Excerpts of pointing data →
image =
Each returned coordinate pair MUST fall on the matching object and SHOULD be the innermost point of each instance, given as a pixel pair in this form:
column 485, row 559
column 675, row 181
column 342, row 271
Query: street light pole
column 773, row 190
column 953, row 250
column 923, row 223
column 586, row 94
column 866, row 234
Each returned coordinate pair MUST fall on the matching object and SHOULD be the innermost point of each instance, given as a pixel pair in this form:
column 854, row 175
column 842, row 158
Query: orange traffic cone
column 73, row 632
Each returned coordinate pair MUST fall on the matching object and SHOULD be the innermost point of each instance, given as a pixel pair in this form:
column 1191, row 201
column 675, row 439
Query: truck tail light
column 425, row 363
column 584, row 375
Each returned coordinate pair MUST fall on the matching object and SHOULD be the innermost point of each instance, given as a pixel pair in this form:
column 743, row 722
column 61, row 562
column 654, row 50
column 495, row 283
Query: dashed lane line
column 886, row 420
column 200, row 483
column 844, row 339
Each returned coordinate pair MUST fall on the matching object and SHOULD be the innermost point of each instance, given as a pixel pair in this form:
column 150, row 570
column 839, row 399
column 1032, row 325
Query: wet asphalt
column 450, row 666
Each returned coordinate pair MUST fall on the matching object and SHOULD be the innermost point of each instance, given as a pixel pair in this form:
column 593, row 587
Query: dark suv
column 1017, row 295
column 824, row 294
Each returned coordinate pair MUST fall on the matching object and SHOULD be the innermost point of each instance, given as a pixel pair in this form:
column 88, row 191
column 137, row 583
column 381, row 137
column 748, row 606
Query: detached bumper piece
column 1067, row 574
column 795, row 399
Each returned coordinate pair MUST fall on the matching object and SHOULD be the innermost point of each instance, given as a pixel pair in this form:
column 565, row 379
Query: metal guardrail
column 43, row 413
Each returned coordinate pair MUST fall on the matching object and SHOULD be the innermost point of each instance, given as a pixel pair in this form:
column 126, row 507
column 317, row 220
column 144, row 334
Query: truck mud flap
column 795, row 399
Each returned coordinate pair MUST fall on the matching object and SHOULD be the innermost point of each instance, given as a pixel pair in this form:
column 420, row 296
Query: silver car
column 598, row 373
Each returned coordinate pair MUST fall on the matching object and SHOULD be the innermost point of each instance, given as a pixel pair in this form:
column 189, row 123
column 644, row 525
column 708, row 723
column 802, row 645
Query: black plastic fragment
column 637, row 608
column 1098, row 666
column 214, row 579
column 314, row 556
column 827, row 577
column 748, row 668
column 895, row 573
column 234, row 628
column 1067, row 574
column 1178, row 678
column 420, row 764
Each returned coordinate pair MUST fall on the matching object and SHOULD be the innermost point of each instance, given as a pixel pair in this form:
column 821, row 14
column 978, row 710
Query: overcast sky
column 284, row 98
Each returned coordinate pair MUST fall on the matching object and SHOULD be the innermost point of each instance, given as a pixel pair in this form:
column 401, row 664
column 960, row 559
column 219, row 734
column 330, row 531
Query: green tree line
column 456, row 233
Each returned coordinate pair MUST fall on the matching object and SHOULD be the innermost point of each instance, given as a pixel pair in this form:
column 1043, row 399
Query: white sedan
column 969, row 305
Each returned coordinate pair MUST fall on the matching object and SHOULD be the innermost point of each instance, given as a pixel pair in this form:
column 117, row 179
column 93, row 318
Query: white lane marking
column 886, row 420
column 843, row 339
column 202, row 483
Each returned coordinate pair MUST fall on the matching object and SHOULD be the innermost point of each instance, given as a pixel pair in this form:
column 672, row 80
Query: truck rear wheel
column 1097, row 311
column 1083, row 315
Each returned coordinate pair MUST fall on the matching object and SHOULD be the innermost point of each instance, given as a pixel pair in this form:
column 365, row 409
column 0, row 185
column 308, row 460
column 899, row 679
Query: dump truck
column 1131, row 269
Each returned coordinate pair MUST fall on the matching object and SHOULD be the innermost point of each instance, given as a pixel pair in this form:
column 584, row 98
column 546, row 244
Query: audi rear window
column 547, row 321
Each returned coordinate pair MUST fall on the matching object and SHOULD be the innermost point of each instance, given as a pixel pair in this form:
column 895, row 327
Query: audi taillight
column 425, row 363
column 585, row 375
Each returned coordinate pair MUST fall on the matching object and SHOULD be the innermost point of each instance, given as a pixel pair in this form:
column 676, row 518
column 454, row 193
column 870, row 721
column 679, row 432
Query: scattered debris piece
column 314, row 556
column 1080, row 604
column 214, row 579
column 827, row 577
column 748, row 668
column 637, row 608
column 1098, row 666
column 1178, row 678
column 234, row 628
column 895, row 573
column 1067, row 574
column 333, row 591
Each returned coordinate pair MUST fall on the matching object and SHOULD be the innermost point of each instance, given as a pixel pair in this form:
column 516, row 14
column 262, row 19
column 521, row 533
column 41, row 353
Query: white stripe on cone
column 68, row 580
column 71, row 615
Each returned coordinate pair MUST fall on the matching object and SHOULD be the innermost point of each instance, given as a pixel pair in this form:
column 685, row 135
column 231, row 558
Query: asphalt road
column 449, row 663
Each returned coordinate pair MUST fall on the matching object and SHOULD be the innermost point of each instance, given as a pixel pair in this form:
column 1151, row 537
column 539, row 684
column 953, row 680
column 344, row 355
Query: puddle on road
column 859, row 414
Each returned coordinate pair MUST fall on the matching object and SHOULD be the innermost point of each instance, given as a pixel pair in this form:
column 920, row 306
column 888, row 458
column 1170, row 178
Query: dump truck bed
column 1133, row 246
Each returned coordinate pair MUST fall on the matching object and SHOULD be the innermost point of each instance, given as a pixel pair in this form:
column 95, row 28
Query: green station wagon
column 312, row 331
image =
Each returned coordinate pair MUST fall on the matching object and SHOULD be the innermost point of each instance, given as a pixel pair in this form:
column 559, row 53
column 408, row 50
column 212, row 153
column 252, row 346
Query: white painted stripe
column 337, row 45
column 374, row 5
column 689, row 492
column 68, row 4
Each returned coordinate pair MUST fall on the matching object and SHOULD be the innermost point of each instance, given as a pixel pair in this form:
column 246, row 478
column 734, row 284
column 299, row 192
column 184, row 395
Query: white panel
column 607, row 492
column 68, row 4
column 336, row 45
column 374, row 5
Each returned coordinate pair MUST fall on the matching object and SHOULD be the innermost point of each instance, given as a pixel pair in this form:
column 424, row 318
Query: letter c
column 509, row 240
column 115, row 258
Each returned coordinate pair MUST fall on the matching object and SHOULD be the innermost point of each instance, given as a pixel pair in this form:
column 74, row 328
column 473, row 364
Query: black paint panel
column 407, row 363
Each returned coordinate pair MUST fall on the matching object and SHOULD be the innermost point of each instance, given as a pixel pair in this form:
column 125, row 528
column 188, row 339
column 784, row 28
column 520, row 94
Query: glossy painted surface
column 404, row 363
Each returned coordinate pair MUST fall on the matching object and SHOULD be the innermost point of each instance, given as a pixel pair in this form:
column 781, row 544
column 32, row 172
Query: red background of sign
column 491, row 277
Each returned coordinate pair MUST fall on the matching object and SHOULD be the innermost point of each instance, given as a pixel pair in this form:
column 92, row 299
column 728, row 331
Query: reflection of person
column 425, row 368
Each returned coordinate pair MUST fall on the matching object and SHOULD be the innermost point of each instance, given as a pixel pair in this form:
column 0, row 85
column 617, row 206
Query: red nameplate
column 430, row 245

Challenge → Retype every entry above, word for word.

Response to the task →
image =
Each returned coordinate pair MUST fall on the matching object and SHOULD be the innermost point of each instance, given as a pixel pair in this form:
column 485, row 559
column 675, row 181
column 342, row 271
Query: street light pole
column 773, row 190
column 953, row 250
column 923, row 223
column 586, row 94
column 866, row 234
Each returned coordinate pair MUST fall on the matching object and SHOULD be the innermost point of each instance, given as a pixel pair in this form:
column 854, row 175
column 842, row 158
Query: orange traffic cone
column 73, row 632
Each returned coordinate pair MUST fall on the matching object and SHOULD be the innermost point of each instance, given as a pixel pair in this form:
column 1191, row 201
column 675, row 439
Query: truck tail light
column 425, row 363
column 584, row 375
Each returned coordinate pair MUST fall on the matching object and SHOULD be the innermost point of each instance, given as a pixel pair in this form:
column 743, row 722
column 61, row 562
column 654, row 50
column 495, row 283
Query: dashed lane line
column 886, row 420
column 200, row 483
column 844, row 339
Each returned coordinate pair MUST fall on the matching object and SHOULD be the innermost point of each instance, given as a pixel pair in this form:
column 150, row 570
column 839, row 399
column 1032, row 325
Query: wet asphalt
column 450, row 666
Each returned coordinate pair MUST fall on the matching object and SHOULD be the innermost point of each instance, given as a pixel pair in this form:
column 593, row 587
Query: dark suv
column 1017, row 295
column 824, row 294
Each returned coordinate pair MUST fall on the matching object and SHOULD be the innermost point of each instance, given as a pixel pair in this form:
column 88, row 191
column 137, row 583
column 381, row 137
column 748, row 606
Query: detached bumper piece
column 1067, row 574
column 795, row 399
Each returned coordinate pair MUST fall on the matching object and SHOULD be the innermost point of each instance, given as a pixel pair in this form:
column 565, row 379
Query: metal guardrail
column 43, row 413
Each returned coordinate pair MUST fall on the matching object and SHOULD be the innermost point of each instance, given as a pixel pair in this form:
column 126, row 507
column 317, row 220
column 144, row 334
Query: truck mud flap
column 795, row 399
Each returned coordinate pair MUST fall on the matching object and SHOULD be the innermost point of each instance, given as a pixel pair in this form:
column 420, row 296
Query: silver car
column 598, row 373
Each returned coordinate pair MUST fall on the matching object and SHOULD be the innermost point of each instance, given as a pixel pair in this form:
column 189, row 123
column 644, row 525
column 708, row 723
column 802, row 645
Query: black plastic fragment
column 637, row 608
column 1098, row 666
column 214, row 579
column 314, row 556
column 827, row 577
column 748, row 668
column 895, row 573
column 234, row 628
column 1067, row 574
column 1178, row 678
column 420, row 764
Each returned coordinate pair MUST fall on the matching object and SHOULD be the innermost point of each instance, given as a pixel pair in this form:
column 821, row 14
column 978, row 710
Query: overcast sky
column 284, row 98
Each returned coordinate pair MUST fall on the matching object and SHOULD be the innermost point of each instance, given as a pixel pair in this form:
column 401, row 664
column 960, row 559
column 219, row 734
column 330, row 531
Query: green tree line
column 456, row 233
Each returned coordinate pair MUST fall on the matching object and SHOULD be the innermost point of each instance, given as a pixel pair in this form:
column 1043, row 399
Query: white sedan
column 969, row 305
Each returned coordinate pair MUST fall on the matching object and SHOULD be the innermost point of each instance, given as a pixel pair in this form:
column 117, row 179
column 93, row 318
Query: white lane marking
column 886, row 420
column 843, row 339
column 202, row 483
Each returned coordinate pair MUST fall on the matching object and SHOULD be the innermost point of each instance, given as a pixel pair in this form:
column 672, row 80
Query: truck rear wheel
column 1097, row 311
column 1083, row 315
Each returned coordinate pair MUST fall on the matching object and SHOULD be the innermost point of each instance, given as a pixel pair in this form:
column 365, row 409
column 0, row 185
column 308, row 460
column 899, row 679
Query: dump truck
column 1131, row 269
Each returned coordinate pair MUST fall on the matching object and SHOULD be the innermost point of each instance, given as a pixel pair in this form:
column 584, row 98
column 546, row 244
Query: audi rear window
column 547, row 321
Each returned coordinate pair MUST fall on the matching object and SHOULD be the innermost point of each instance, given as a pixel pair in this form:
column 895, row 327
Query: audi taillight
column 425, row 363
column 585, row 375
Each returned coordinate pair MUST fall on the matching object and SHOULD be the innermost point of each instance, given as a pixel pair in this form:
column 676, row 518
column 454, row 193
column 870, row 721
column 679, row 432
Query: scattered debris piece
column 314, row 556
column 1080, row 604
column 214, row 579
column 827, row 577
column 748, row 668
column 637, row 608
column 1098, row 666
column 1178, row 678
column 234, row 628
column 895, row 573
column 1067, row 574
column 333, row 591
Each returned coordinate pair MUST fall on the matching object and SHOULD be the innermost point of each instance, given as a pixel pair in this form:
column 516, row 14
column 262, row 19
column 521, row 533
column 41, row 353
Query: white stripe on cone
column 68, row 580
column 71, row 615
Each returned coordinate pair MUST fall on the matching object and SHOULD be the innermost point of each instance, given as a pixel pair in this form:
column 685, row 135
column 231, row 558
Query: asphalt road
column 449, row 663
Each returned coordinate pair MUST fall on the matching object and SHOULD be the innermost point of each instance, given as a pixel pair in this form:
column 1151, row 537
column 539, row 684
column 953, row 680
column 344, row 355
Query: puddle on road
column 859, row 414
Each returned coordinate pair MUST fall on the matching object and SHOULD be the innermost point of each instance, given as a pixel pair in this form:
column 920, row 306
column 888, row 458
column 1170, row 178
Query: dump truck bed
column 1133, row 246
Each returned coordinate pair MUST fall on the matching object and SHOULD be the innermost point of each instance, given as a pixel pair in this form:
column 95, row 28
Query: green station wagon
column 312, row 331
image =
Each returned coordinate pair MUST fall on the matching object and SHOULD be the innermost point of each instance, given as a pixel pair in this form:
column 559, row 53
column 408, row 50
column 212, row 153
column 252, row 346
Query: white painted stripe
column 337, row 45
column 374, row 5
column 689, row 492
column 68, row 4
Each returned coordinate pair MUST fall on the matching object and SHOULD be the innermost point of each instance, given as a pixel pair in this form:
column 246, row 478
column 734, row 284
column 299, row 192
column 184, row 395
Query: white panel
column 607, row 492
column 68, row 4
column 336, row 45
column 374, row 5
Each returned coordinate pair MUST fall on the matching object and SHOULD be the innermost point of each instance, given as a pixel pair in this form:
column 424, row 318
Query: letter c
column 509, row 240
column 115, row 258
Each returned coordinate pair MUST fall on the matching object and SHOULD be the innermost point of each instance, given as a pixel pair in this form:
column 74, row 328
column 473, row 364
Query: black paint panel
column 407, row 363
Each returned coordinate pair MUST fall on the matching object and SHOULD be the innermost point of each instance, given as a pixel pair in this form:
column 125, row 528
column 188, row 339
column 784, row 28
column 520, row 94
Query: glossy painted surface
column 404, row 363
Each returned coordinate pair MUST fall on the matching object and SHOULD be the innermost point of each instance, given as a pixel pair in this form:
column 781, row 544
column 32, row 172
Query: red background of sign
column 491, row 277
Each returned coordinate pair MUST fall on the matching object and SHOULD be the innermost point of each instance, given as a pixel pair in this form:
column 92, row 299
column 728, row 331
Query: reflection of person
column 425, row 368
Each returned coordinate pair MUST fall on the matching object and SHOULD be the innermost point of each instance, given as a pixel pair in this form:
column 0, row 85
column 617, row 206
Query: red nameplate
column 430, row 245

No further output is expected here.